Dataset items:
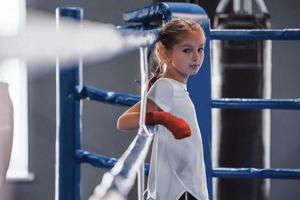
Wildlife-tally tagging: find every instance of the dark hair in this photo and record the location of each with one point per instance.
(171, 33)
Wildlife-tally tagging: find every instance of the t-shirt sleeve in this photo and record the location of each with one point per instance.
(161, 93)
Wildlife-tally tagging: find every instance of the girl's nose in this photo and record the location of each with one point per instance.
(196, 56)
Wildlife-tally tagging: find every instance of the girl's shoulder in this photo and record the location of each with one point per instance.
(164, 83)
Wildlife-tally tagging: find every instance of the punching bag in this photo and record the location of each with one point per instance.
(6, 130)
(242, 69)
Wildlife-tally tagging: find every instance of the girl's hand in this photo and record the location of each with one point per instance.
(178, 127)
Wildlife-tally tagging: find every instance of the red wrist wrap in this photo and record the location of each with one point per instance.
(177, 126)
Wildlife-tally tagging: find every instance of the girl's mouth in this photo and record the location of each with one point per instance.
(194, 66)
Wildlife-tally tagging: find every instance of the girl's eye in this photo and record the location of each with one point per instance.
(186, 50)
(200, 50)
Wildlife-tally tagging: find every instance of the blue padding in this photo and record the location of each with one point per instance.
(256, 173)
(255, 34)
(237, 103)
(100, 161)
(71, 12)
(95, 160)
(161, 12)
(123, 99)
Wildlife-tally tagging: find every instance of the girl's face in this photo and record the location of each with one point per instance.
(186, 57)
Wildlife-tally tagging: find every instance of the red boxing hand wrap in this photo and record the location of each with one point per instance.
(178, 127)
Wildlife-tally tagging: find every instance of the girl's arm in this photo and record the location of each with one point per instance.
(129, 120)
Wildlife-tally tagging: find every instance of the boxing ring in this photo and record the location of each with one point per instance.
(71, 92)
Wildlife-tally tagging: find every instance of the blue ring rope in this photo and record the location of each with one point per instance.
(105, 162)
(255, 34)
(125, 99)
(240, 103)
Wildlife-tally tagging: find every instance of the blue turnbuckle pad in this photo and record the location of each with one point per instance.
(163, 12)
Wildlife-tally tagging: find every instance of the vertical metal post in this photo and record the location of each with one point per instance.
(200, 91)
(68, 111)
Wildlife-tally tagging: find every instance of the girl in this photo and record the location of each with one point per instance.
(177, 169)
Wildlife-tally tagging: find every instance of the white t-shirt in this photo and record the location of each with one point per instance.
(176, 165)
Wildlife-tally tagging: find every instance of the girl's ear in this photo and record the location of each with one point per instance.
(163, 53)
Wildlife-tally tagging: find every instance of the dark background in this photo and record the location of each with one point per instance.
(99, 121)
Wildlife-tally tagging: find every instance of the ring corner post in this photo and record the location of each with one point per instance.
(68, 120)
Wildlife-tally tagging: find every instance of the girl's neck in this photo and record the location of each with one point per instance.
(176, 75)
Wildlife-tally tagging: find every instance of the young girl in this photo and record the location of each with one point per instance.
(177, 170)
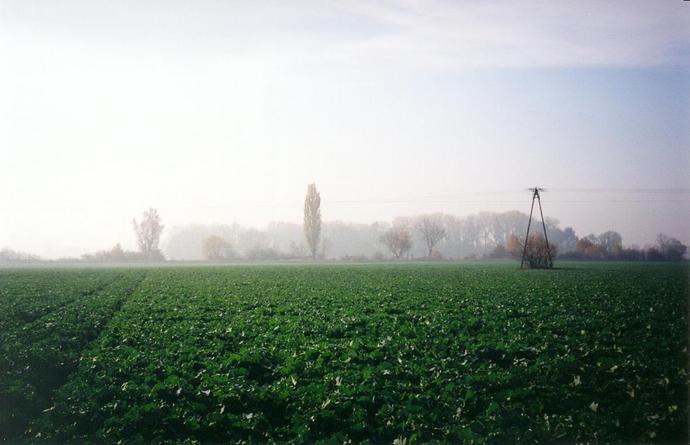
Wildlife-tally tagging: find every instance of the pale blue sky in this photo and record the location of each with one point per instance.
(223, 111)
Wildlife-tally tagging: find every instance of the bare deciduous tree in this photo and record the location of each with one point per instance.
(312, 219)
(432, 230)
(397, 240)
(149, 234)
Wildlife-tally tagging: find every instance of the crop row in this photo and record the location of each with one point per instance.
(36, 357)
(305, 354)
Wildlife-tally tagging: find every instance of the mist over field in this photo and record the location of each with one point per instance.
(221, 113)
(318, 221)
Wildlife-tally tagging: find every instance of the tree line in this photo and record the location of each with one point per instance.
(433, 236)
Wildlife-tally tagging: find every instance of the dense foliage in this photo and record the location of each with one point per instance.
(415, 352)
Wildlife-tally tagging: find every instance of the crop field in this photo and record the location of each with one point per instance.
(381, 353)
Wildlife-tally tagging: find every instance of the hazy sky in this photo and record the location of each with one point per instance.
(222, 111)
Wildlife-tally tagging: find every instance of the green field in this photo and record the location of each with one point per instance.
(415, 352)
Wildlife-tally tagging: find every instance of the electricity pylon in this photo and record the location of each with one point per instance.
(535, 195)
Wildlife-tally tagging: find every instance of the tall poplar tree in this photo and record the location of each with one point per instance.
(312, 219)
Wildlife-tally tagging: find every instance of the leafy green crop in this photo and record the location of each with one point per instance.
(412, 352)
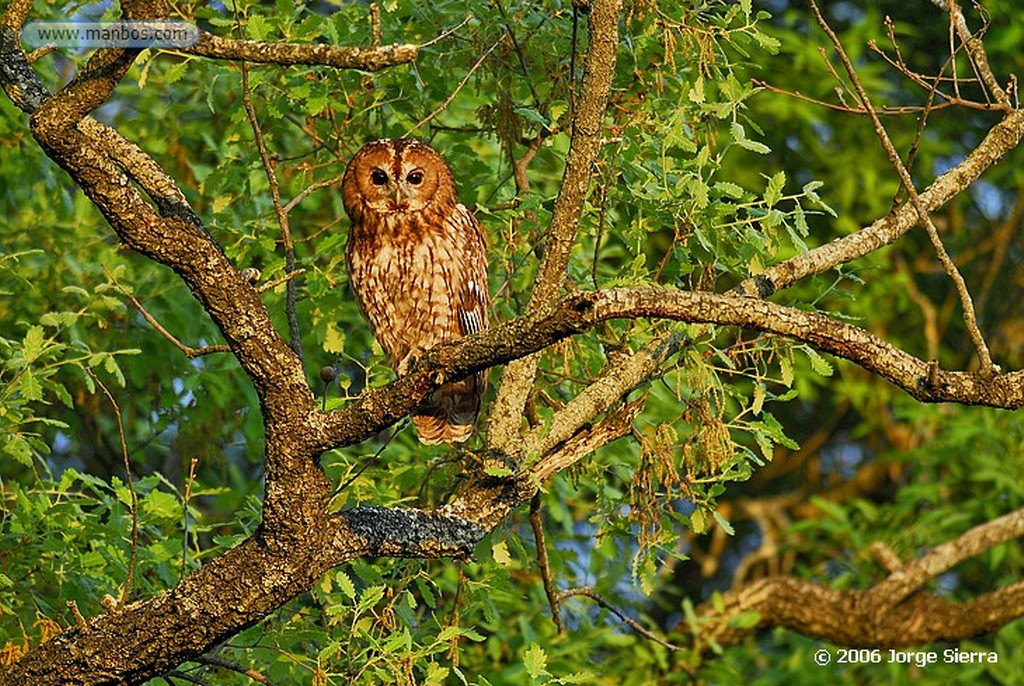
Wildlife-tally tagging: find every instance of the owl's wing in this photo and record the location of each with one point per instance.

#### [WORK ORDER]
In the copy, include every record exactly and no pictures.

#### [ANSWER]
Wildlife-tally tagging: find every instance of the dark hair in this photo and record the location of each with one point per instance.
(171, 33)
Wildlife-tally tagging: find every instance of the t-shirt sleeve in this photo and record the location of each with one point per instance.
(161, 93)
Wildlife-tally tagging: find every instance of the girl's nose in this photo and record the location of each with one point per instance.
(196, 56)
Wildlife-tally tagging: find every instance of the girl's shoulder in this photo and record the location of each with one point per instance.
(164, 83)
Wildlife-tally tagging: find every instance of the punching bag in this photo and record the location of each with one point per instance.
(6, 130)
(242, 69)
Wildlife-tally tagging: find every instance of the girl's hand in this photo and record the location of each with one point per instance.
(178, 127)
Wildlife-tally tagging: find every instance of the red wrist wrap in this photo and record the location of each with one point per instance.
(177, 126)
Wildlife-tally tagging: find every instance of the girl's mouth in this photo and record the location of each with one point per instance.
(194, 66)
Wildlife-tally tagging: find every instance of the girl's eye in this photo and record the location of each with one point per instance.
(186, 50)
(200, 50)
Wildlife-tally tagging: find every instance of the blue padding in this photo and record the location of each with one point per instance.
(256, 173)
(255, 34)
(237, 103)
(100, 161)
(71, 12)
(95, 160)
(161, 12)
(123, 99)
Wildlife-tally tagging: find every instance of the girl's face in this photo and record the location of each with one point per instance.
(186, 57)
Wildlife-tally tagging: find every instance of the red boxing hand wrap in this photo and record the location of each with one point per instance.
(178, 127)
Wildlife-tally tagging: find every instance of the girl's arm in this photo and record the location of each with one point per instance.
(129, 120)
Wildlife-tally tagging: find every instance of the boxing ring in this photo and record the location of each with one point per instance.
(71, 92)
Wildlife-tally tagging: find every instance of the blue ring rope in this photo and record the location of each with one point per instance.
(105, 162)
(255, 34)
(125, 99)
(240, 103)
Wildlife-tally tagging: find every instance of the blue turnbuckle pad in this photo and record the location of each with one point per instance.
(163, 12)
Wildlife-tally tagging: find every instance of the vertical metal post in this photo and record the location of each with one point per instance.
(200, 91)
(68, 111)
Wildlife-tally tagging: find every instance of the girl in this photo and record the location of each with one point per instance.
(177, 169)
Wildlife-tally tagging: find every instance of the white t-shirt in this photo and record the location of each with one point per instance.
(176, 165)
Wildlife-tally tagging: find every instance of the girl's ear in this photo and record the location of each with one point per instance.
(163, 53)
Wildlife-tally tagging: find every instance of the dark background in this photo and record the location of each with one point per instance.
(99, 121)
Wildlife-tally tagging: find every instance of the ring corner post in this photo and record the location of each with one point per instance.
(68, 120)
Wildlife-tally tagging: find every instance of the girl's neck in this photo and record the location of each with one point per instance.
(176, 75)
Wildlife-tally tagging: find every instance of the young girl in this photo and record the location of each with one point per instance.
(177, 170)
Wildlife-tally tagging: find every instance of the pale blue sky in this photo and record the location of each with one point per instance.
(223, 111)
Wildlife-tally tagging: find every instance of the bare deciduous tree in this photo and record the location of each with one point per instance.
(312, 219)
(432, 230)
(397, 240)
(149, 234)
Wildlife-tally tagging: find every instance of the crop row in this photo and record the location of each with one point per instance.
(36, 357)
(305, 354)
Wildlife-tally tagging: find every instance of the mist over field in this photo and record the location of each with one point per instance.
(221, 113)
(318, 221)
Wildlife-tally tagging: find every instance of the tree line in this photo and record the location of each with one point per instance.
(433, 236)
Wildlife-tally tagging: find every instance of the dense foliage in this photo and record the location of each with one point per instance.
(415, 352)
Wildlife-tally tagging: find every instance of the crop field in this photo and record the location of each with one point per instance.
(381, 353)
Wildlife-tally tagging: find every instance of the hazy sky in this photo and record the location of each with one point per instance.
(222, 111)
Wildlife-tally tagging: find every instance of the green field in this photo and record the location of each with one point per instance.
(415, 352)
Wildlife-tally tagging: find every instance of the electricity pylon in this photo and record the location of each with one point per instance.
(535, 195)
Wildlife-tally tagging: find every instance of the tall poplar tree in this photo and record the location of each with one point per instance.
(312, 219)
Wildlife-tally tagging: find every instance of the leafy green crop in this photo and record the location of each with one point per instance.
(412, 352)
Wildlife-tally tagging: find every instance of the owl's wing in this photo and record the location of each with one point per instance.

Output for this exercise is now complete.